Saturday, February 6, 2021

Sweet Memories of Eddie’s Sweet Shop as Witt’s Confectionery & Ice Cream

 By Michael Perlman

Eddie's Sweet Shop, January 2021, Photo by Michael Perlman

Forest Hills is known for tennis, music, and of course ice cream! Eddie’s Sweet Shop at 105-29 Metropolitan Avenue holds the record for the most intact and what is likely the longest continuously operating ice cream parlor citywide.

In July 1979, artist Randy Jones sketched “The Great Ice Cream Safari” comic strip for The New York Times, which featured an elephant touring ice cream parlors, an endangered species. Eddie’s Sweet Shop was saved for last, where a patron on a swivel stool said, “This antique parlor would make a fine trophy in the Smithsonian!”

That vision continues today as patrons encounter vintage signs with Coca-Cola insignias and thematically decorated windows with stained-glass reading “Candy” and “Ice Cream.” Around 20 homemade flavors are prepared on the premises along with fresh whipped cream. Original flavors include rum raisin, butter pecan, and tutti frutti.

Patrons can sit on the same cast-iron swivel stools their great-grandparents sat on and enjoy a sundae or a float at the mahogany and marble counter facing stenciled built-ins and one of the first electric Frigidaire freezers. The authentic ambiance also features a honeycomb pattern mosaic floor, a tin ceiling with rose stamped molding, leaded glass windows with a sunburst and tulip motif, and tapestry appointed woodwork topped off by a wall clock by the pioneer Seth Thomas Clock Company.

* **SHORT PROBLEM A**
Condense the paragraph of the Eddie's Sweet Shop article that begins "Patrons can sit on the same cast-iron swivel stools" into a bulleted list, keeping its main facts.
* **SHORT PROBLEM B**
Write the paragraph that comes next in the Eddie's Sweet Shop article, following on from its last sentence.

[Dataset rows showing where objects appear]
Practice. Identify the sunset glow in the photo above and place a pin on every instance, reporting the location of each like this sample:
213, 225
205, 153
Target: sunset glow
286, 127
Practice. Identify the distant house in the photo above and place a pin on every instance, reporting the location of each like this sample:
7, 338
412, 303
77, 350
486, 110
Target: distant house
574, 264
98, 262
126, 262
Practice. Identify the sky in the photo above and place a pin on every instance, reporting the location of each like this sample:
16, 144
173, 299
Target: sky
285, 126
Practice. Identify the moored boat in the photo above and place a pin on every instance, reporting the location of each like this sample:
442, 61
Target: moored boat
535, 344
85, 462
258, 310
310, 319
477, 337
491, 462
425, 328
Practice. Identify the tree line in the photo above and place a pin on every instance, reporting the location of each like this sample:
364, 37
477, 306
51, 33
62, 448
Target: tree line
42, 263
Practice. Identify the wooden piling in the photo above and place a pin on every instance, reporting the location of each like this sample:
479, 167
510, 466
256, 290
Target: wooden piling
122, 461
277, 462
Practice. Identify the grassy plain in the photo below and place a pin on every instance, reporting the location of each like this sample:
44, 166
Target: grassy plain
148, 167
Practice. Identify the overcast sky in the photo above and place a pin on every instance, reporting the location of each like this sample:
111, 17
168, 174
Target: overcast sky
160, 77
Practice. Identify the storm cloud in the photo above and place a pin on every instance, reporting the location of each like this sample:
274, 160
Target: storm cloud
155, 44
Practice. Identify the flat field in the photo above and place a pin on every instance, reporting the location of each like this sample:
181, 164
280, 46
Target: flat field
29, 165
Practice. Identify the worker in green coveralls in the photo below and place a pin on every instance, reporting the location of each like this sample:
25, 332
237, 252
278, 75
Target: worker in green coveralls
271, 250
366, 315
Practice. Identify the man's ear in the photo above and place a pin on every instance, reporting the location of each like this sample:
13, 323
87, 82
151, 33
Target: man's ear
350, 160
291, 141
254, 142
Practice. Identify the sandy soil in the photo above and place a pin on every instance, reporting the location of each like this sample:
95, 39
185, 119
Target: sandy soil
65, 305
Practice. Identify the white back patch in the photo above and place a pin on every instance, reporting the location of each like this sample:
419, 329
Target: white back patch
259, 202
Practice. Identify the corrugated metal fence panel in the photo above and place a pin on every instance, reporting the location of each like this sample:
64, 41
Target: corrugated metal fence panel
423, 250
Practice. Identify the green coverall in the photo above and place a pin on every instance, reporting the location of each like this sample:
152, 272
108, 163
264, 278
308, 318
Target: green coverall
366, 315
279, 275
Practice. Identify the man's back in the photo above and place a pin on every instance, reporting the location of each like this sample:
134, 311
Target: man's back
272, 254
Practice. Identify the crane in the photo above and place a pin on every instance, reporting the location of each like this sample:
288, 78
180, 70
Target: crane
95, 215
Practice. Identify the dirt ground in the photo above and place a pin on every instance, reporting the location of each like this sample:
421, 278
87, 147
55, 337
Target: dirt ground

* **FINAL ANSWER A**
- Patrons sit on the same cast-iron swivel stools their great-grandparents used and enjoy sundaes or floats.
- The mahogany and marble counter faces stenciled built-ins and one of the first electric Frigidaire freezers.
- The floor is a honeycomb pattern mosaic.
- The tin ceiling has rose stamped molding.
- Leaded glass windows carry a sunburst and tulip motif.
- The woodwork is tapestry appointed.
- A wall clock from the pioneer Seth Thomas Clock Company tops it off.

* **FINAL ANSWER B**
In 1925, a 2-story brick building with a corner entranceway was filed and Seelig & Finkelstein drafted blueprints. One of the earliest owners was reportedly Mr. Krohn, followed by Schaefer. Around the mid-1940s, the shop was renamed Witt’s Ice Cream & Confectionery after owner William Witt, a German immigrant. When Witt retired, he sold the shop to the Citrano family in 1968, and it became a success ever since. Giuseppe and his son Vito Citrano and wife Angelina are cherished Forest Hills personalities. Three generations worked alongside one another until Vito’s grandpa, also Vito, passed away in 1995.

Three generations of the Citrano family in the footsteps of the Witts, 2014 photo by Michael Perlman 

Much of the shop’s history prior to 1968 is undocumented, but is being rediscovered thanks to the memories of patrons. Owner William Witt and his wife Elsie, who were often addressed as Mr. and Mrs. Witt, as well as their daughter with the same name, would also be proud.

Michael Dillon lived around the corner on Nansen Street since 1953, and after playing ball in the street with his friends, Witt’s was the go-to place. He said, “In the mid-60s while working at Associated Food Stores on Metropolitan Avenue, I was fortunate to deliver sugar and get a glimpse of all the wonderful ice cream making machines. The Witts were always such kind and lovely people, who always reminded me of the ideal grandma and grandpa.”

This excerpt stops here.